REQUIRED ACTION: The reply to the records below should contain exactly the lines from the line with "Q: Pick out each instance of the yellow-green" through the line with "Target: glossy leaf surface", and nothing besides.

Referring expression pointing data:
----

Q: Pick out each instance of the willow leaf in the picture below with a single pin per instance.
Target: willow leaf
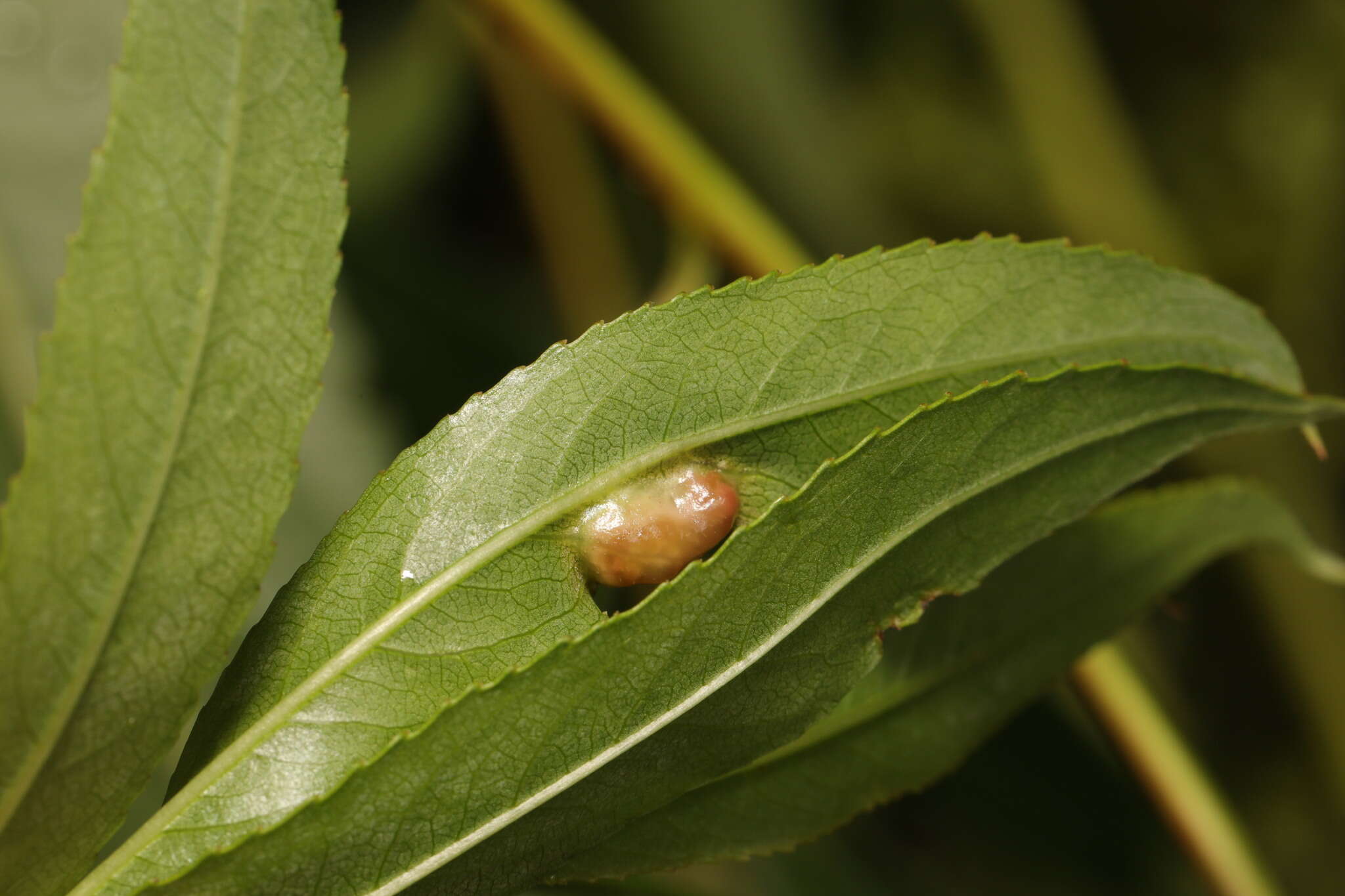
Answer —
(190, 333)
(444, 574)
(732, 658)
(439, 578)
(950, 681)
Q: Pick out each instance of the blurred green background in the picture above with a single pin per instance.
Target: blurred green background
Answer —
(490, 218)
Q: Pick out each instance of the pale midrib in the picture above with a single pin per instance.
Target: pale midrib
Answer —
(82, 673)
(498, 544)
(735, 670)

----

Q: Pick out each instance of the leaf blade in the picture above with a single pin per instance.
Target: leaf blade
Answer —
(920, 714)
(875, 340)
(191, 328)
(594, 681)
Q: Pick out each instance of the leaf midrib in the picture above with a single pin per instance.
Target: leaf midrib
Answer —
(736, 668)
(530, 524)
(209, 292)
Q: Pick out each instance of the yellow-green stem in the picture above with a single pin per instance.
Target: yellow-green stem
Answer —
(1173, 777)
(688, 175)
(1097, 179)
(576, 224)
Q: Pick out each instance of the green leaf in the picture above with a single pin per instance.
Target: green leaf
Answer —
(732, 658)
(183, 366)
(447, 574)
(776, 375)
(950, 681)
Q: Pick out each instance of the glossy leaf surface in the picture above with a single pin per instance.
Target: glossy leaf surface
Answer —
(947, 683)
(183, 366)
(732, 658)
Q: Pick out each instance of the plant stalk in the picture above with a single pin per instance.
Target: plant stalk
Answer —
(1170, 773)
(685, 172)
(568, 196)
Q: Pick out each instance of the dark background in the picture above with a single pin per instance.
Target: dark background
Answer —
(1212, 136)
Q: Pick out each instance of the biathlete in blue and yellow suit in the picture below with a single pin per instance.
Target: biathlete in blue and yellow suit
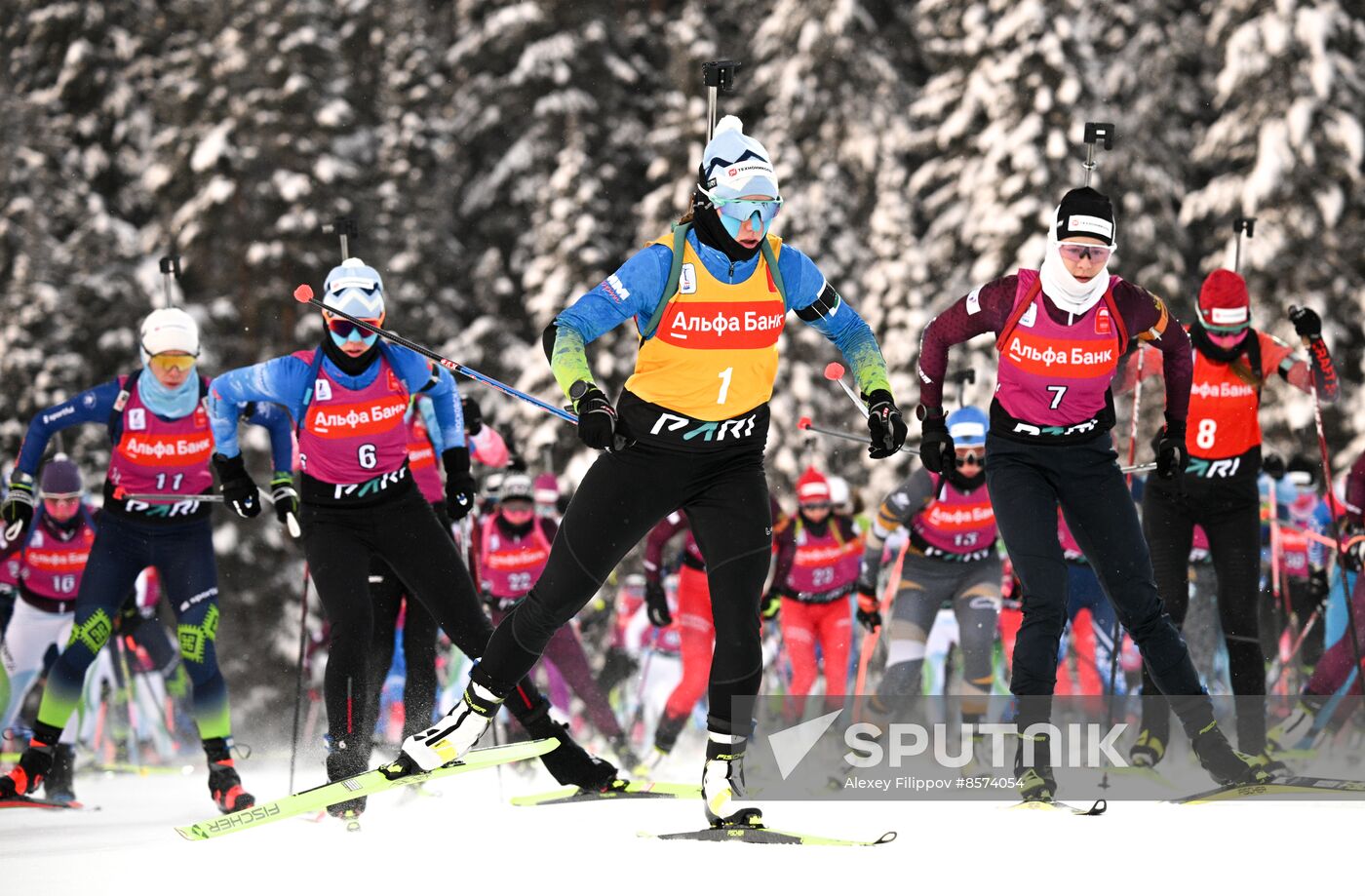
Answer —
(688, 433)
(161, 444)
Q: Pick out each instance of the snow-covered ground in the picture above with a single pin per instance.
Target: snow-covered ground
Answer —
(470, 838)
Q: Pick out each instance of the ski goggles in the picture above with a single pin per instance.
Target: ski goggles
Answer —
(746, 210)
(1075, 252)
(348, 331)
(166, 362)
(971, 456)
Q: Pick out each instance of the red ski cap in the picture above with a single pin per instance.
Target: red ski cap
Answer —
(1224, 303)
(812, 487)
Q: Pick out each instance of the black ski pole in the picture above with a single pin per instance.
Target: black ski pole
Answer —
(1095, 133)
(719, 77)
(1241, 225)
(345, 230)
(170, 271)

----

SOLVED EXERCISE:
Q: Pick out each instance of the yellow-green stem in the picture above with a single pin per instance.
Target: yellow-green stem
Answer —
(1173, 777)
(688, 175)
(1097, 179)
(576, 224)
Q: Pick out each instance of the green leaf in the picture above with a single pin per instance.
Target: green leaf
Answer —
(732, 658)
(183, 366)
(447, 574)
(776, 375)
(950, 681)
Q: Pick out each instance of the glossy leaf surface in the picture above with a single pin per instance.
Target: glossy leaf surface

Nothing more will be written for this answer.